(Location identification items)
┌──
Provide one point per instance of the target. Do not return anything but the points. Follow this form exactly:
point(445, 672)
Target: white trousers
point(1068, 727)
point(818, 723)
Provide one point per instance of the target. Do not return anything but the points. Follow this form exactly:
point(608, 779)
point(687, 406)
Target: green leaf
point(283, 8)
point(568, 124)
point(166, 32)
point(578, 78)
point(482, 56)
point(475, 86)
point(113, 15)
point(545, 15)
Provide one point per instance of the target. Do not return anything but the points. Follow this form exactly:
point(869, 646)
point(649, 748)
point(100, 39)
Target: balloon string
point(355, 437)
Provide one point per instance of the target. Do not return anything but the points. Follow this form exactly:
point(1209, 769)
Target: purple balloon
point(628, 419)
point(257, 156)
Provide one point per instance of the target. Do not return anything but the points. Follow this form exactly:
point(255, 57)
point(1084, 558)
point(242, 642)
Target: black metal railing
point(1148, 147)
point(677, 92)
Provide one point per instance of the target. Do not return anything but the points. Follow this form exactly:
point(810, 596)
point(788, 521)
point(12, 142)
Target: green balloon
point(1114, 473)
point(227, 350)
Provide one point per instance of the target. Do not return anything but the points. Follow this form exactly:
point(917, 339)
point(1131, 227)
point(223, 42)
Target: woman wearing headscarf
└──
## [CHALLENGE]
Edit the material above so that each "instance" becomes "occurrence", keeping every other word and line the same.

## [ANSWER TO THE TASK]
Provide one point per occurrence of the target. Do not return anything but the points. Follow this form exactly:
point(445, 672)
Target: white trousers
point(1068, 727)
point(818, 723)
Provide one point per occurrence of the target. Do not return anything but the points. Follow this form exactly:
point(608, 779)
point(687, 406)
Target: green leaf
point(283, 8)
point(568, 124)
point(166, 32)
point(578, 78)
point(482, 56)
point(475, 86)
point(113, 15)
point(545, 15)
Provide one point per occurrence of the target. Do not return anything but the points. Follow this form exactly:
point(869, 646)
point(649, 748)
point(100, 39)
Target: balloon string
point(355, 437)
Provide one point per occurrence of the target. Do not return anything but the points. Follow this form exactly:
point(1209, 769)
Target: purple balloon
point(628, 419)
point(257, 156)
Provide one point per occurrence of the target. Do not return anything but the points. Follow this form exactly:
point(255, 57)
point(1084, 558)
point(242, 642)
Target: black metal railing
point(1148, 147)
point(677, 92)
Provide one point per occurrence of the target. Do not return anything but the points. Follow this form exactly:
point(810, 596)
point(788, 521)
point(12, 142)
Target: green balloon
point(1114, 473)
point(227, 350)
Provide one point per occurrence of the target. Do not return anything but the points. Follow this form exactly:
point(917, 339)
point(1131, 227)
point(223, 42)
Target: woman wearing headscarf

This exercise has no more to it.